§ **Excerpted text**
§

What if Osama threatened to hypnotize us into weakening our national laws pertaining to toxic waste, thereby degrading the quality of our air and water? What if he threatened to hypnotize us so that we would scoff at highly trained climate scientists who are unanimously warning that continuing to burning more fossil fuels will destroy life as we know it?
We wouldn’t tolerate that if someone else did it to us, but we do it to ourselves.
What if Osama hypnotized our leaders into talking only in sound bites, thereby destroying all collaborative and meaningful attempts to solve national issues? What if Osama hypnotized us into celebrating legalized corporate bribes that he laughingly called “campaign contributions”? What if he convinced citizens to rely almost entirely upon local television “news” and local newspapers that spew vacuous corporate-filtered “Be Happy” pabulum?
We wouldn’t tolerate that if someone else did it to us, but we do it to ourselves.
What if Osama hypnotized us to believe that decent health care should be reserved only for the wealthy? What if Osama hypnotized us into running up massive trade deficits and national debt? What if he hypnotized us into pouring a half-trillion dollars into a military endeavor so unplanned and chaotic that after three years it appeared that that military action actually worsened national security?
What if Osama hypnotized us to finance that expensive war by borrowing huge amounts of money from China, while simultaneously cutting domestic taxes for only the richest of citizens?
If any person tried to force these things on us, we would be incredibly angry. If someone else tried to do these things to us, we would instantly recognize that these actions were attempts to destroy our country, to ruin our morale and to send our nation careening over a steep economic cliff.

§

§ **What is required**
Extend the passage above about imagining Osama hypnotizing the country, picking up right after its final sentence.

§

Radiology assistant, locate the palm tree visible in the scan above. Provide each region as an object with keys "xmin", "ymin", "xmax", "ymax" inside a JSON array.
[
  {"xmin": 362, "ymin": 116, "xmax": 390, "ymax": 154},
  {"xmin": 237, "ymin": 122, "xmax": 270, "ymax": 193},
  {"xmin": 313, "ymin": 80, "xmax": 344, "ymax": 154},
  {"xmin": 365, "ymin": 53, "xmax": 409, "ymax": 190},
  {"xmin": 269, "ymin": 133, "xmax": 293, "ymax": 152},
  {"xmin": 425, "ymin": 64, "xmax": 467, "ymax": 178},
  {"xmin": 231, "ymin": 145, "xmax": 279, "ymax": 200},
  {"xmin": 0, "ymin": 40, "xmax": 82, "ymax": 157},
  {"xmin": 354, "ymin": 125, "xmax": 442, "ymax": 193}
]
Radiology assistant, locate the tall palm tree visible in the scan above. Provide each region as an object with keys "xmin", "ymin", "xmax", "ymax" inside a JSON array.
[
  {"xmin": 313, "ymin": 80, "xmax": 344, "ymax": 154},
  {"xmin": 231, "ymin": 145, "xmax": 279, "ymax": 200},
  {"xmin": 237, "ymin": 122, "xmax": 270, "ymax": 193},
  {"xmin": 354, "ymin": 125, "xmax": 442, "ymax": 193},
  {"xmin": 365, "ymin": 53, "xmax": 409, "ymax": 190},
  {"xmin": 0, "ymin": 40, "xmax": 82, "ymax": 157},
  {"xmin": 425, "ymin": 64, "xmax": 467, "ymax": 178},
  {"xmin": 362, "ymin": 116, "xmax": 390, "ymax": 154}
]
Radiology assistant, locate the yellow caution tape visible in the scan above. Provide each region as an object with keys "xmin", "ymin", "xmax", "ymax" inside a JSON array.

§

§ **Answer section**
Lots of us are willing to sell out our future selves in return for a smattering of present flag-waving pleasure. I don’t know whether we make these terrible deals because we lack imagination or because fear has limited our ability to think. I wonder whether we have lost the ability to think these issues through because too many decades of television have already destroyed our ability to think critically.
All I know is that there appears to be an equal and opposite force to rational self-interest and that, as a nation, we have become fat, happy and highly vulnerable.
This is very interesting on so many levels. With me this problem has nothing to do with an inability to think. I constantly ponder what I need and want to do, then I beat myself up about not doing it. My problem has to do with a need for instant gratification. This, as you mentioned, has to do with the fact that I grew up on top of a television.
I have noticed a major trend in the fact that when people get older (I use this term generally) they become extremely self-complacent. Any time I bring up some, so called, controversial issue such as politics, religion, philosophy with anyone I know over the age of say 40 I get the complete brush off. At times even get told that I am going to hell!!! I was talking to my dad last night actually. I inquired to him "where did I get my personality from?" He told me that my mother used to be full of spirit! Now my mother is the one who tells me I am going to hell on a regular basis, and is very sedentary and complacent. What happens to these people? Of course, it is noteworthy to mention that I live in the bible belt, and it is very rare to find a non-christian.
Another point of interest is the fact that it would be useful to separate our current selves from our past selves. You say it doesn't fly, but why not? The world around us is ever changing and so are we. I think that excuse does fly. You will have people who question it, but so what. My perception of me is much more important than others.